**DATA LISTING:**
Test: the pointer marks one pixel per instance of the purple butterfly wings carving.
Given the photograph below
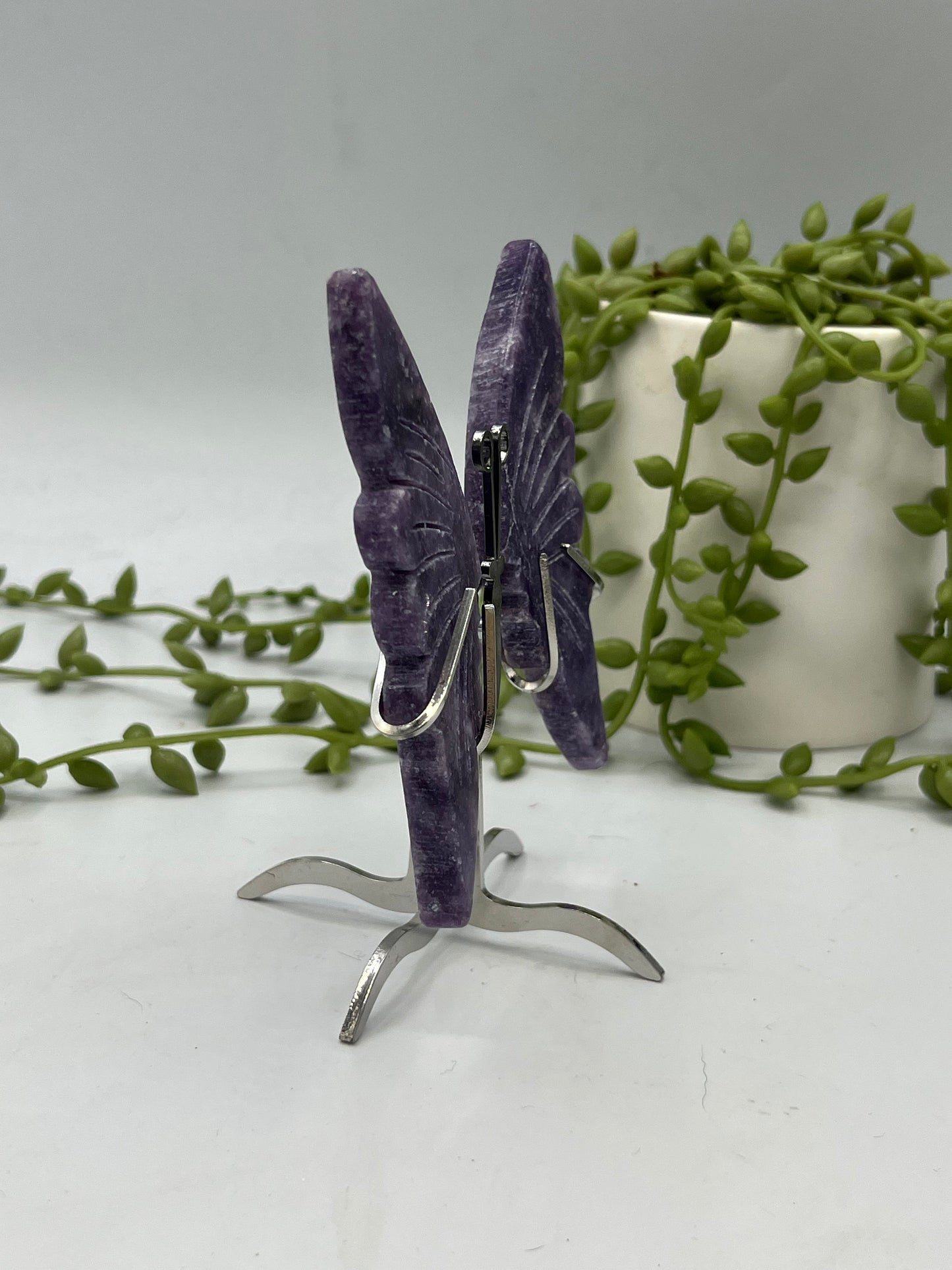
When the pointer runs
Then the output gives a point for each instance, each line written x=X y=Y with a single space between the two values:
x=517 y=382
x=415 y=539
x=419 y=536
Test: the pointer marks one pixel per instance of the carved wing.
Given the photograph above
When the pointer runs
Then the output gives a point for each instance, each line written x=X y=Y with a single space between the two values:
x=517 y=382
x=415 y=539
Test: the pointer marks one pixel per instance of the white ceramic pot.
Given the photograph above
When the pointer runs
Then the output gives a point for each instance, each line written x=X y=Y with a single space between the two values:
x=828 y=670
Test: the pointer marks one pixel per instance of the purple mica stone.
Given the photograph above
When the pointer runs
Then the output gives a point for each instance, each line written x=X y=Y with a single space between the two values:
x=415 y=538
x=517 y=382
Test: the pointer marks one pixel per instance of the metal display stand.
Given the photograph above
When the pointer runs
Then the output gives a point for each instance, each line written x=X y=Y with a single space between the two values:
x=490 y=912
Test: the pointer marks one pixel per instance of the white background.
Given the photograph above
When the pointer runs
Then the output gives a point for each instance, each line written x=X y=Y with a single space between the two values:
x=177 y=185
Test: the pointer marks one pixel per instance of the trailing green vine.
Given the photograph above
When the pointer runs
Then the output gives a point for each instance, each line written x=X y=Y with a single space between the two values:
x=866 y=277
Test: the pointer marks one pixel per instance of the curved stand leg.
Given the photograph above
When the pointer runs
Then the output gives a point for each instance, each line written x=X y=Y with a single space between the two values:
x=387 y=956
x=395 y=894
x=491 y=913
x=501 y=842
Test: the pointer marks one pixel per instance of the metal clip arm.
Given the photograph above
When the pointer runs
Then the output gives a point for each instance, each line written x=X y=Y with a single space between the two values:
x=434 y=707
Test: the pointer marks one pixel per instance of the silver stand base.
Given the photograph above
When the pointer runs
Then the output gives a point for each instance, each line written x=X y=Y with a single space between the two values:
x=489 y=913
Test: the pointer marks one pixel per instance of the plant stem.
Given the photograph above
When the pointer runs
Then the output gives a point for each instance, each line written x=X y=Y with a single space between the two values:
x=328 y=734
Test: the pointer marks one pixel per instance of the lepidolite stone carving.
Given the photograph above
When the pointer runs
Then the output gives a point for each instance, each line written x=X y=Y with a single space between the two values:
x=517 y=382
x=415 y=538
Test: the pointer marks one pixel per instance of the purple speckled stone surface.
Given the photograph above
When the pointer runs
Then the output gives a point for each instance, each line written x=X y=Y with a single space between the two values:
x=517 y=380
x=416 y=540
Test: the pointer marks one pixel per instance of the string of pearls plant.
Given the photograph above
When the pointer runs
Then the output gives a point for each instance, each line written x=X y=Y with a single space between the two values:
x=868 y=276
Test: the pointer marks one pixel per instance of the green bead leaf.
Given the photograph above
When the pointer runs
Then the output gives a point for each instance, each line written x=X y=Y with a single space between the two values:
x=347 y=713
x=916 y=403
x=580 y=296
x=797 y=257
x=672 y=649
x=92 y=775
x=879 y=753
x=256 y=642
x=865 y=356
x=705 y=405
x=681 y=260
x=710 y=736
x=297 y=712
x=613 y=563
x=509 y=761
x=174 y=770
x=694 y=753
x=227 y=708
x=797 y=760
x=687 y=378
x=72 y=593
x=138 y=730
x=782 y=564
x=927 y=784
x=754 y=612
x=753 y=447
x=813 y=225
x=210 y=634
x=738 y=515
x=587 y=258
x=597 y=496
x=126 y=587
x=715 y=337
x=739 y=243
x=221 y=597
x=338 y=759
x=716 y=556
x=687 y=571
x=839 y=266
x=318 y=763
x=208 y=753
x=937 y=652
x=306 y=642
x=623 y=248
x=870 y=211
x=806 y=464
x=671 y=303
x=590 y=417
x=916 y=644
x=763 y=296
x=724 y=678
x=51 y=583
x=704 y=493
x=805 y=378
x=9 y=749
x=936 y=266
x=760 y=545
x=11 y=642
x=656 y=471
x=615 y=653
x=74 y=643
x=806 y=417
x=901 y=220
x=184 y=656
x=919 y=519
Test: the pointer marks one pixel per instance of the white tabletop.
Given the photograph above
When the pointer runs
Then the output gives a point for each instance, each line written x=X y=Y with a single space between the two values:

**WHAT YOU NEED TO DO:**
Can you rewrite every one of the entries above with each "photograph" changed to "image" and nothing else altered, leaving the pictures out?

**REPLY:**
Test: the pointer marks one pixel per instance of the purple butterfly wings carving.
Given the image below
When the pointer runs
Then the output gives a point for each instance, each line written x=X y=Y with a single space between the two values:
x=517 y=382
x=415 y=539
x=419 y=536
Test: the pointer marks one pixel per instance of the carved wing.
Given the image above
When the pointer runs
Then the output gives a point for each instance, each line written x=X y=Y with a single space between the two values:
x=517 y=382
x=415 y=539
Test: the pointer marks one pixel per instance of the white ceramic pot.
Given the image above
When the pointer runs
Then the output gives a point for each instance, each line written x=X y=Y with a single space between the two values:
x=828 y=670
Test: the pointer marks one pixel per instance of the purple mica stone.
Given the image above
When the pointer runs
Then the output gives a point for each instance, each line written x=X y=Y with a single space between the two values:
x=415 y=538
x=517 y=382
Test: the pointer marks one pixel per instance of the metal display stand.
Given the image above
When the pointer runs
Then the output gives a point for each instance, each line written x=X y=Y with a single space between the two values:
x=490 y=912
Test: the pointer marks one pixel per instance of the white background.
Given the image above
When the pointer runs
Then the output gives a point for each instance, each line written x=X y=Y with a single space between the two values:
x=177 y=185
Test: the pointer marks one pixel per instance of the trailing green vine.
Given the image above
When the pointer runs
Then the output gives a point for each instance, each line written x=X y=Y with a single space between the two values:
x=866 y=277
Test: the pointer marks one pixel per instance of the curved stand leg.
Given the image above
When the pointer runs
Then the output gives a point for each instance, each line written x=X y=Y with a single space between the two values:
x=387 y=956
x=395 y=894
x=491 y=913
x=501 y=842
Test: the pointer marks one pixel per instance of the metal clip arm.
Given the image above
When the pointer runs
Then the output gives a point for each instance, each line written x=X y=Y with a single space between the two values:
x=434 y=707
Test: the pointer marks one pixel per instance of the silver stand base.
Given the image above
When the pointer runs
Then the output gives a point for each instance, each line written x=X y=Y with a single space between the two values:
x=489 y=913
Test: the pointer marks one pixel per instance of the plant stem.
Given the image above
When the pointer runs
Then the output gives a point for each instance, each line written x=X y=Y with a single space between the two values:
x=328 y=734
Test: the pointer marks one pixel per instance of the lepidolite stone carving.
Given the image above
When the pointer runs
Then the output gives a point for each instance, each line written x=X y=Y with a single space between the two values:
x=517 y=382
x=415 y=538
Test: the pointer marks one pixel per instance of the purple speckled stone surface.
Given the image above
When the pointer runs
Then the output gives a point for each instance, each line written x=X y=Y with a single space between the two values:
x=517 y=380
x=416 y=540
Test: the pointer marks one pixel per instance of the string of pearls plant.
Given the image above
When the pointer runs
Then the output gives a point for each instance, each line written x=X y=Y with a single space between the two values:
x=868 y=276
Test: the pointer marks one pixel per instance of the green bead leaf.
Given the image above
When the pointer runs
Then the output gives a point for each instance, each line written x=X y=Y with a single space between the two values:
x=347 y=713
x=916 y=403
x=580 y=296
x=797 y=257
x=672 y=649
x=92 y=775
x=879 y=753
x=256 y=642
x=865 y=356
x=705 y=405
x=681 y=260
x=710 y=736
x=297 y=712
x=613 y=563
x=509 y=761
x=174 y=770
x=694 y=753
x=227 y=708
x=797 y=760
x=687 y=378
x=72 y=593
x=138 y=730
x=782 y=564
x=927 y=784
x=754 y=612
x=753 y=447
x=813 y=225
x=210 y=634
x=738 y=515
x=587 y=258
x=597 y=496
x=126 y=587
x=715 y=337
x=739 y=243
x=221 y=597
x=338 y=759
x=716 y=556
x=687 y=571
x=839 y=266
x=318 y=763
x=208 y=753
x=937 y=652
x=306 y=642
x=623 y=248
x=870 y=211
x=806 y=464
x=671 y=303
x=590 y=417
x=916 y=644
x=763 y=296
x=724 y=678
x=51 y=583
x=704 y=493
x=805 y=378
x=9 y=749
x=936 y=266
x=760 y=545
x=11 y=642
x=656 y=471
x=615 y=653
x=74 y=643
x=806 y=417
x=901 y=220
x=184 y=656
x=919 y=519
Test: the pointer marks one pixel per instance of the white tabletop.
Given the image above
When the pointer runs
Then the output gives a point for each instance, each line written x=X y=Y with a single space between the two values:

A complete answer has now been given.